▸ **TRECHO SELECIONADO**:
● ● ●

Fionnuala Ni Aolain, ex-relatora especial da Organização das Nações Unidas (ONU) por direitos humanos, em Nova York, 23 de outubro de 2023 [Lev Radin/Pacific Press/LightRocket via Getty Images]

Ao expirar a pausa humanitária na Faixa de Gaza, Fionnuala Ni Aolain, ex-relatora especial da Organização das Nações Unidas (ONU), reiterou sua “grave apreensão” sobre as violações do direito internacional na agressão israelense em curso contra o povo palestino.

“Há grave apreensão sobre violações das normas de guerra e eu — como muitos outros, incluindo o secretário-geral [António Guterres] — temos sido bastante claros de que se aplica a lei internacional”, declarou Ni Aolain à agência Anadolu.

● ● ●

▸ **REGISTROS LISTADOS**:
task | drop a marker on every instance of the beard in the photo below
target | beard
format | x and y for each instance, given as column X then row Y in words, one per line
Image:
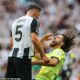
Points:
column 53, row 44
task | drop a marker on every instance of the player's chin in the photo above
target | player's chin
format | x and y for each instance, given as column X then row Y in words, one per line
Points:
column 52, row 45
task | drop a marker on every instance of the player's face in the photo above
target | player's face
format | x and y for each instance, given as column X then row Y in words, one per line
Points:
column 57, row 41
column 36, row 13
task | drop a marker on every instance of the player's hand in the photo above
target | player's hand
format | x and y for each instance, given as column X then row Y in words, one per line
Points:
column 47, row 37
column 45, row 59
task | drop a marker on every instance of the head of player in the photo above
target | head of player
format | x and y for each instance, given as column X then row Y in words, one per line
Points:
column 64, row 41
column 33, row 10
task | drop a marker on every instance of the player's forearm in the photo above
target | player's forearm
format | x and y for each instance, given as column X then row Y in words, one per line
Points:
column 41, row 62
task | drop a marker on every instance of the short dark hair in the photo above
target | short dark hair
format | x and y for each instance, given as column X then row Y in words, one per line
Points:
column 68, row 40
column 33, row 6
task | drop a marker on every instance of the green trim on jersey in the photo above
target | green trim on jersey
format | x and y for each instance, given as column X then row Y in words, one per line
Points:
column 50, row 73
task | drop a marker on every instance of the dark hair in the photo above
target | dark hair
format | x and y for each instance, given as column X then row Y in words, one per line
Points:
column 68, row 40
column 33, row 6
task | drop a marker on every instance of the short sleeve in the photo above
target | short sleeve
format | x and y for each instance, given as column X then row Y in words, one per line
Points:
column 35, row 26
column 60, row 55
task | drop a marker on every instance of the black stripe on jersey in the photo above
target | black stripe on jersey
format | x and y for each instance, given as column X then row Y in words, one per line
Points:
column 26, row 52
column 35, row 26
column 15, row 51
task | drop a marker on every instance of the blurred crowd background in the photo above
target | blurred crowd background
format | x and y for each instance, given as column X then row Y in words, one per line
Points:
column 56, row 17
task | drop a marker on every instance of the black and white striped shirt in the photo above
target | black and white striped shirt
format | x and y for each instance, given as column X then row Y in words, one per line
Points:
column 21, row 34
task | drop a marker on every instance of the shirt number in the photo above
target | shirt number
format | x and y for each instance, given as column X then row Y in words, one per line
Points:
column 18, row 32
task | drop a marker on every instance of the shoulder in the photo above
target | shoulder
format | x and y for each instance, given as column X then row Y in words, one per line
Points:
column 58, row 51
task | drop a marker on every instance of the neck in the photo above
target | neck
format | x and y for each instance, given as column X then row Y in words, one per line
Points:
column 29, row 14
column 57, row 47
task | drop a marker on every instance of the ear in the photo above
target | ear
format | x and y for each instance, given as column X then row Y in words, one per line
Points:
column 62, row 43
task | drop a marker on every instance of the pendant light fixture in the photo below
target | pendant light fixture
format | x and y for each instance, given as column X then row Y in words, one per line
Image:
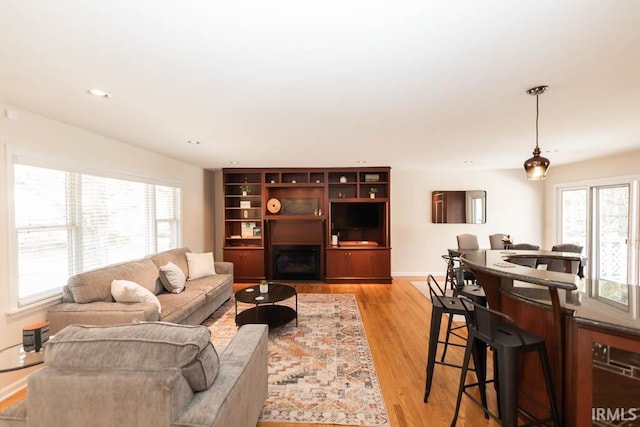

● ● ●

▸ **TAREFAS**:
a - Liste todas as pessoas citadas pelo nome no trecho sobre a pausa humanitária em Gaza.
b - Prossiga com o trecho sobre a pausa humanitária em Gaza a partir da última frase.
O material vem de outra fonte.

▸ **RESPOSTAS**:
a - Fionnuala Ni Aolain; Lev Radin; António Guterres

b -
“Esta não é uma zona sem lei”, reiterou Ni Aolain, cujo mandato se encerrou no último mês. “Não importa quão grave possa ser a violência cometida por um grupo armado não-estatal, a resposta tem de ser legal”.

“É necessário um cessar-fogo”, acrescentou. “O secretário-geral já pediu por isso. Muitos outros, como o alto-comissário de Direitos Humanos, reforçaram seu apelo. Penso que já passou da hora de termos um cessar-fogo”.

Em uma declaração particularmente contundente, um grupo de experts das Nações Unidas reivindicou da comunidade internacional que “impeça o genocídio contra o povo palestino”, ao alertar contra “as violações cometidas por Israel” em retaliação aos ataques conduzidos pelo grupo Hamas em 7 de outubro, “ao ponto de indicar genocídio”.

“Estamos profundamente perturbados pelo fracasso dos governos em atender ao nosso chamado e obter um cessar-fogo imediato. Estamos profundamente preocupados com o apoio de certos governos à estratégia beligerante de Israel contra a população sitiada de Gaza, assim como o fracasso do sistema internacional em agir para impedir o genocídio”, destacou o grupo em 16 de novembro.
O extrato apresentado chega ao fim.